start Data for this exercise

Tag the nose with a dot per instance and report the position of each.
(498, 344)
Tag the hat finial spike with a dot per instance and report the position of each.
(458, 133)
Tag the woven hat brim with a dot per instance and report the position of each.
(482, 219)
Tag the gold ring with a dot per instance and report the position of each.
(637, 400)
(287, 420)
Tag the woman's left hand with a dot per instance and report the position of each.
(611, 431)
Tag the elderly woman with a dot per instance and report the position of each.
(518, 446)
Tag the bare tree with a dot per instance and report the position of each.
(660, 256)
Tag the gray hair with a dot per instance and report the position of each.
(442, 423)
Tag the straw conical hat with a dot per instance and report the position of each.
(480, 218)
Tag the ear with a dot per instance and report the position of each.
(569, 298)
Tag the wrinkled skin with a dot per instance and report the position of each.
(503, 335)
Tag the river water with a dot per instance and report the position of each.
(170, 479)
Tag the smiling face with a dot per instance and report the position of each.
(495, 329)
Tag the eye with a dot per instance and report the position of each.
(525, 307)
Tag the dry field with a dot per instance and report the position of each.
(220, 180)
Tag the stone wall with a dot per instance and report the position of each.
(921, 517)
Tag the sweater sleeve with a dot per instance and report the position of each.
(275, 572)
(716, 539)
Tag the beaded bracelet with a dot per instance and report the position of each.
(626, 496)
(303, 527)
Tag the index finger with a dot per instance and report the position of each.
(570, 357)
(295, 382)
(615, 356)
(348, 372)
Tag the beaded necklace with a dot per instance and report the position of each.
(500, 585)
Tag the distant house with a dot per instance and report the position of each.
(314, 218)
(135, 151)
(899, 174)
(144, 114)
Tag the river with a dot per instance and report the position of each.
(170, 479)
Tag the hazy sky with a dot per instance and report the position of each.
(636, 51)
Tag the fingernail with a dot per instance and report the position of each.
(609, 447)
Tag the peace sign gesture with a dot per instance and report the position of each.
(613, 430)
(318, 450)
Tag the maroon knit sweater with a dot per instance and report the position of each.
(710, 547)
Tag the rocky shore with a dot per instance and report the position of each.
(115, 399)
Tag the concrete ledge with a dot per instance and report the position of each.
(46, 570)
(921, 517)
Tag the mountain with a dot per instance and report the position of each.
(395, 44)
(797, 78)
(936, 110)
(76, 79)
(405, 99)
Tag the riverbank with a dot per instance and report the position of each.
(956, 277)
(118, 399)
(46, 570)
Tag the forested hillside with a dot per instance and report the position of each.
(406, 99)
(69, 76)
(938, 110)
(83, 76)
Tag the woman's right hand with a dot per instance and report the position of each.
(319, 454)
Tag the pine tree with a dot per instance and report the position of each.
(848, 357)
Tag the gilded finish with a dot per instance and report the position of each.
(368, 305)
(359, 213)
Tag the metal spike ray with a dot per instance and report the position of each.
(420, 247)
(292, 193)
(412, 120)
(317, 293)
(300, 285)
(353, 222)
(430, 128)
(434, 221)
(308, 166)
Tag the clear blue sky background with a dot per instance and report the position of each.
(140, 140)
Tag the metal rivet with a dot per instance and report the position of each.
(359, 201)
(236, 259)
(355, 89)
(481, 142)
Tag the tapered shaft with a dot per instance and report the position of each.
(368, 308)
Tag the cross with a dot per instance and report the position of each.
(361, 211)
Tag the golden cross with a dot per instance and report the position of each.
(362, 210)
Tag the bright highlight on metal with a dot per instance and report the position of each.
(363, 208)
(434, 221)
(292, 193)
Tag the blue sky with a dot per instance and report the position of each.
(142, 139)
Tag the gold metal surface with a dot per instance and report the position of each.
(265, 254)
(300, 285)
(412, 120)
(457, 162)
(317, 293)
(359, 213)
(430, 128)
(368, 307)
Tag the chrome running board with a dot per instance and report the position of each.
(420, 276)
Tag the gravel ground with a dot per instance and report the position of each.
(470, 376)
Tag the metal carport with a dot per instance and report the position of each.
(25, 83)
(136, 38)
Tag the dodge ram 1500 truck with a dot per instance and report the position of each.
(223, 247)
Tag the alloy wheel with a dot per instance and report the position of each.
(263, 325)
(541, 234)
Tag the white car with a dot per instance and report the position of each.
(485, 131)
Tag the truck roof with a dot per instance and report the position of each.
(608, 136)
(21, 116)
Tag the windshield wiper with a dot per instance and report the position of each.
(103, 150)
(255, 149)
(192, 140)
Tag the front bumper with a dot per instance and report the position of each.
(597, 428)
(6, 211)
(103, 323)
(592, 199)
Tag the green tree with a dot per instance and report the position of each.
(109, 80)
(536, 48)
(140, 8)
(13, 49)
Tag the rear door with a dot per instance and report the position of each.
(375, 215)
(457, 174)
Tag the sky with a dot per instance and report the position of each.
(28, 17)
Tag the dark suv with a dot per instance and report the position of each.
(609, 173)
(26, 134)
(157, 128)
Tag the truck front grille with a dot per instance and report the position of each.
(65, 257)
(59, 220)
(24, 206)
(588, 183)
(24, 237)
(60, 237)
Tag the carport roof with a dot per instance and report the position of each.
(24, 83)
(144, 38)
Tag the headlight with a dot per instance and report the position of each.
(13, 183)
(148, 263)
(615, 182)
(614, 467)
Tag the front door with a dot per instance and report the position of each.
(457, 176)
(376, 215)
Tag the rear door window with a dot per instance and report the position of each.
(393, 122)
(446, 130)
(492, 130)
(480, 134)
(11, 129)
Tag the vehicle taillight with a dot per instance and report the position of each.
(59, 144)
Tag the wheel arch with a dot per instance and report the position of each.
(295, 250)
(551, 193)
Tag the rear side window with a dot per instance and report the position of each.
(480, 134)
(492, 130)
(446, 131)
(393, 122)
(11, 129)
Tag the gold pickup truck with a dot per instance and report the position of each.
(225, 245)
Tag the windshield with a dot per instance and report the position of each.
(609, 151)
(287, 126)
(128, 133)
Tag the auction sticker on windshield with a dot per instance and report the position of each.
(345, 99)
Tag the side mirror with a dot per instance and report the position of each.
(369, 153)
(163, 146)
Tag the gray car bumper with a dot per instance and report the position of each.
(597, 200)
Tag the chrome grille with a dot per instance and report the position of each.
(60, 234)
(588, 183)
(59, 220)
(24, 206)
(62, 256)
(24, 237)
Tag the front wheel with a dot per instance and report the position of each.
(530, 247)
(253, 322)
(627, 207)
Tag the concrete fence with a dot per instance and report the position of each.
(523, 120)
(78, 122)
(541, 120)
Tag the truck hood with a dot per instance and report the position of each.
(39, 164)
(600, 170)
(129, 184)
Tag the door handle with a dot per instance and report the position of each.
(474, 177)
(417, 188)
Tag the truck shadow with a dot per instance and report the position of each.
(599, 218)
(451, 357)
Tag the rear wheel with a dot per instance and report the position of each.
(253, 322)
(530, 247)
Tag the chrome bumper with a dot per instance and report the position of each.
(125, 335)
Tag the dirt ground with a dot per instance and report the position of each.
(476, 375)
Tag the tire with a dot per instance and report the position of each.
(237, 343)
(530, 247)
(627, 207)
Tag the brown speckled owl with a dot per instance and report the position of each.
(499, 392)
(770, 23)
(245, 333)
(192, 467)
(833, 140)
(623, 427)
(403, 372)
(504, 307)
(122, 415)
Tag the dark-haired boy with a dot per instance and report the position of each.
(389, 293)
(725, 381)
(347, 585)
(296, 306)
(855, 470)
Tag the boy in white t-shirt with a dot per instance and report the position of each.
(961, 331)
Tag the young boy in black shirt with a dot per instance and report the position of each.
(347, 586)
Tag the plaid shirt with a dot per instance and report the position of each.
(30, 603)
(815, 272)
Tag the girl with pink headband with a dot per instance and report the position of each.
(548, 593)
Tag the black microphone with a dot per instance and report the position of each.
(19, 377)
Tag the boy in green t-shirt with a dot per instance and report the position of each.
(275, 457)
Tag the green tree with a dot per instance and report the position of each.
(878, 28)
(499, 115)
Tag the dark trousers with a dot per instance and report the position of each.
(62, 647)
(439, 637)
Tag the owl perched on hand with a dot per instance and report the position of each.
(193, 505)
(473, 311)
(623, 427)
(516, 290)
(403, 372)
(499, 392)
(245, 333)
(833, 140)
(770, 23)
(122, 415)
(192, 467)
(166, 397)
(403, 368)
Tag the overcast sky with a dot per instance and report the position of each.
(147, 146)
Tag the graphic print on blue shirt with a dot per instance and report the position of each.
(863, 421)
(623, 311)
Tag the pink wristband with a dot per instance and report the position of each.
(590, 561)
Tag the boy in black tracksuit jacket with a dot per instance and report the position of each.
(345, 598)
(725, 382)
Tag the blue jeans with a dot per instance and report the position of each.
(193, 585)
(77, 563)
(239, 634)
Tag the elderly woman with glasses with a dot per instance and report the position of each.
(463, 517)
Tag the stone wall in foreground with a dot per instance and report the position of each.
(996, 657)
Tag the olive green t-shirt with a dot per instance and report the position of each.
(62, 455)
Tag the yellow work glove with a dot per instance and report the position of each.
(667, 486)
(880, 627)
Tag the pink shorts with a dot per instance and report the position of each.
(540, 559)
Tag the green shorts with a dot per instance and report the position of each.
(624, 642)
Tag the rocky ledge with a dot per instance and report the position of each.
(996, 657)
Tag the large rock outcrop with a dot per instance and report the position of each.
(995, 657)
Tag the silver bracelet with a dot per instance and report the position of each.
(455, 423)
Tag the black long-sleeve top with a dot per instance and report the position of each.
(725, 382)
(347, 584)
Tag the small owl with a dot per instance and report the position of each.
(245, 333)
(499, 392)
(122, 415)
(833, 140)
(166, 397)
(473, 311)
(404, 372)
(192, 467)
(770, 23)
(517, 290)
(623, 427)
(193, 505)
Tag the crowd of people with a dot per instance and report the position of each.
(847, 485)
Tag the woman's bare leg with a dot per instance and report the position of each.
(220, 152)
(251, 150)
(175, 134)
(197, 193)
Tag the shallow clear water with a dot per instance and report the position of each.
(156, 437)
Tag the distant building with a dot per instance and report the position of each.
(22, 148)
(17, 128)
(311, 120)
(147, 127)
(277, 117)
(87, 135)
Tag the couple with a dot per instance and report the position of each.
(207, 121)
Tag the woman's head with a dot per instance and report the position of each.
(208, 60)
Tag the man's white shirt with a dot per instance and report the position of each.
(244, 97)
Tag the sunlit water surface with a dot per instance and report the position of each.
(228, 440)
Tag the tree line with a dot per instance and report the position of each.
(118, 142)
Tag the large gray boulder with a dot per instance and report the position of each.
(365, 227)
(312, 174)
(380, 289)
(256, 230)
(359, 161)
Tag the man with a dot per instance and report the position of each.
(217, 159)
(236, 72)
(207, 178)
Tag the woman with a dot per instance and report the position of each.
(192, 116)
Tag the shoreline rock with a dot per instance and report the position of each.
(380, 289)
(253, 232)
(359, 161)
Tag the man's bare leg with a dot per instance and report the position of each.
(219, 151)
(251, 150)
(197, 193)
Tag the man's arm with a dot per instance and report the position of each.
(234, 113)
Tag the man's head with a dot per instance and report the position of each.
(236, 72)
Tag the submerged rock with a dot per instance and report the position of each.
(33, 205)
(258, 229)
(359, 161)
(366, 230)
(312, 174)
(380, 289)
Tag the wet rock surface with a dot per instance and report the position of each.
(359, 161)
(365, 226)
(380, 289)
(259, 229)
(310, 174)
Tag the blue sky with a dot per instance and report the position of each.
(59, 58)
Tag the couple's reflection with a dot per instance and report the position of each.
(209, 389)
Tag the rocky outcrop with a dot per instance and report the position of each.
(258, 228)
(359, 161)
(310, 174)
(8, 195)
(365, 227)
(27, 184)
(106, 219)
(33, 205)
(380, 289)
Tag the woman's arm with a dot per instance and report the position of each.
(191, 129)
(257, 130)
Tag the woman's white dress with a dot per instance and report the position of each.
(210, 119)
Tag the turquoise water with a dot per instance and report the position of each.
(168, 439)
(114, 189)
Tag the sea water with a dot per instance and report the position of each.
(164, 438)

end Data for this exercise

What is needed: Could you turn the rows, starting at the one containing "Tag the woman's arm" and ending at the last row, into a two-column CSV with the headers instruction and coordinates, writing one CSV line per row, each value in a single quoted field, with any line breaks replaced by spaces?

Answer to this exercise:
instruction,coordinates
"Tag the woman's arm with a dot per instance and report the position of each.","(191, 129) (257, 130)"
"Tag the woman's white dress with a dot per instance and report the position of each.","(210, 119)"
"Tag the turquoise water with a dot per instance and report the position of each.","(168, 439) (114, 189)"
"Tag the sea water with a dot per instance and report the position of each.","(164, 438)"